╭─ Tekstblok

8 DECEMBER 2006. - Besluit van de Vlaamse Regering inzake de certificering van koeltechnische bedrijven


De Vlaamse Regering, Gelet op de wet van 28 december 1964 betreffende de bestrijding van de luchtverontreiniging, inzonderheid op artikelen 1 en 4;

Gelet op het decreet van 28 juni 1985 betreffende de milieuvergunning, inzonderheid op artikel 20, gewijzigd bij de decreten van 22 december 1993, 21 oktober 1997 en 11 mei 1999;

Gelet op het besluit van de Vlaamse Regering van 1 juni 1995 houdende algemene en sectorale bepalingen inzake milieuhygiëne, het laatst gewijzigd bij het besluit van de Vlaamse Regering van 27 januari 2006;

Overwegende dat artikel 16.5 en 17.1 van Verordening (EG) nr. 2037/2000 van het Europees Parlement en de Raad van 29 juni 2000 betreffende de ozonlaag afbrekende stoffen stellen dat EU-lidstaten de minimumopleidingseisen moeten bepalen waaraan het personeel moet voldoen dat betrokken is bij het onderhoud van apparatuur die de stoffen bevat;

Overwegende dat artikel 9 van Richtlijn 2002/91 van het Europees Parlement en de Raad van 16 december 2002 betreffende de energieprestatie van gebouwen stelt dat lidstaten de nodige maatregelen moeten nemen voor het instellen van een regelmatige keuring van airconditioningsystemen met een nominaal koelvermogen van meer dan 12 kW;

Overwegende dat zowel het Vlaams Klimaatbeleidsplan 2002-2005, vastgesteld bij de beslissing van de Vlaamse Regering van 28 februari 2003, als het MINA-plan 3, vastgesteld bij de beslissing van de Vlaamse Regering van 19 september 2003, voorzien in de invoering van een erkenningsregeling voor koeltechnici die werkzaamheden uitvoeren met ozonafbrekende stoffen en gefluoreerde broeikasgassen;

Gelet op het akkoord van de Vlaamse minister, bevoegd voor de Begroting, gegeven op 12 juli 2006;

Gelet op het advies van de Milieu- en Natuurraad van Vlaanderen, gegeven op 1 juli 2004;

Gelet op het advies van de Sociaal-Economische Raad van Vlaanderen, gegeven op 6 juli 2004;

Gelet op het advies 41.121/VR/3 van de Raad van State, gegeven op 3 oktober 2006, met toepassing van artikel 84, § 1, eerste lid, 1°, van de gecoördineerde wetten op de Raad van State;

Op voorstel van de Vlaamse minister van Openbare Werken, Energie, Leefmilieu en Natuur;

Na beraadslaging, Besluit : HOOFDSTUK I. - Draagwijdte en definities

Artikel 1.De bepalingen van dit besluit zijn van toepassing op koelinstallaties als vermeld in artikel 5.16.3.3, § 5, en in artikel 6.8.0 van titel II van het Vlarem.

╰─
╭─ Gegevensset

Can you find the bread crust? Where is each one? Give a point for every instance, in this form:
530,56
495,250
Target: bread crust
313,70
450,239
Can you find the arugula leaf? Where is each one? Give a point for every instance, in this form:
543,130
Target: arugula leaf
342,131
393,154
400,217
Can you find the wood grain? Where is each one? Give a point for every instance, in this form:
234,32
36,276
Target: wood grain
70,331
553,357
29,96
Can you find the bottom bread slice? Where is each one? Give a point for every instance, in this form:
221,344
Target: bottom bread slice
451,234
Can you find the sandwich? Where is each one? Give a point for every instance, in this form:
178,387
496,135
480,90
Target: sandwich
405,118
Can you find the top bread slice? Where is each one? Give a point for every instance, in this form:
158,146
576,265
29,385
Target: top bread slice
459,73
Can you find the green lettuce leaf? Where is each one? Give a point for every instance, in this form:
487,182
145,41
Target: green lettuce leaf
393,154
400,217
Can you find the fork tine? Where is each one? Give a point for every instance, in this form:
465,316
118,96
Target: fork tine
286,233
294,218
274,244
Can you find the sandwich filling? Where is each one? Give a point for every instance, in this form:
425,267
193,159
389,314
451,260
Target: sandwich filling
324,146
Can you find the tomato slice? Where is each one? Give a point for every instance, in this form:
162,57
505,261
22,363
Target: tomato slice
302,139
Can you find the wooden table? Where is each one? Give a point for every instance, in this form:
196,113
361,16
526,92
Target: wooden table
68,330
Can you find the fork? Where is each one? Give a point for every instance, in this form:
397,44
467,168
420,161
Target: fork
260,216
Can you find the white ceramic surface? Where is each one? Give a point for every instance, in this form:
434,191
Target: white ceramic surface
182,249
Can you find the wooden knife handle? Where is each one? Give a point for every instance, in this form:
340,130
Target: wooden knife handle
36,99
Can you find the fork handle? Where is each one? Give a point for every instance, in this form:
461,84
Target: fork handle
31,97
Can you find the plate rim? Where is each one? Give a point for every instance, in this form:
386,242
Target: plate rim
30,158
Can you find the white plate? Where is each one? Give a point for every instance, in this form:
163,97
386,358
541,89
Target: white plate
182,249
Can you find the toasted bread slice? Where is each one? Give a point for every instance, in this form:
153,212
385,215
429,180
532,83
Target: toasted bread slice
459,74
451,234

╰─

▸ **Korte opdracht 1**
Boven welk nominaal koelvermogen moeten lidstaten volgens het besluit over de certificering van koeltechnische bedrijven een regelmatige keuring van airconditioningsystemen instellen?
▸ **Korte opdracht 2**
Kopieer uit de records alles vanaf de regel met "Can you find the fork?" tot en met het einde van de records, zonder iets te veranderen.

▸ **Geschreven antwoord 1**
Boven een nominaal koelvermogen van 12 kW.

▸ **Geschreven antwoord 2**
Can you find the fork? Where is each one? Give a point for every instance, in this form:
397,44
467,168
420,161
Target: fork
260,216
Can you find the white ceramic surface? Where is each one? Give a point for every instance, in this form:
434,191
Target: white ceramic surface
182,249
Can you find the wooden knife handle? Where is each one? Give a point for every instance, in this form:
340,130
Target: wooden knife handle
36,99
Can you find the fork handle? Where is each one? Give a point for every instance, in this form:
461,84
Target: fork handle
31,97
Can you find the plate rim? Where is each one? Give a point for every instance, in this form:
386,242
Target: plate rim
30,158
Can you find the white plate? Where is each one? Give a point for every instance, in this form:
163,97
386,358
541,89
Target: white plate
182,249
Can you find the toasted bread slice? Where is each one? Give a point for every instance, in this form:
153,212
385,215
429,180
532,83
Target: toasted bread slice
459,74
451,234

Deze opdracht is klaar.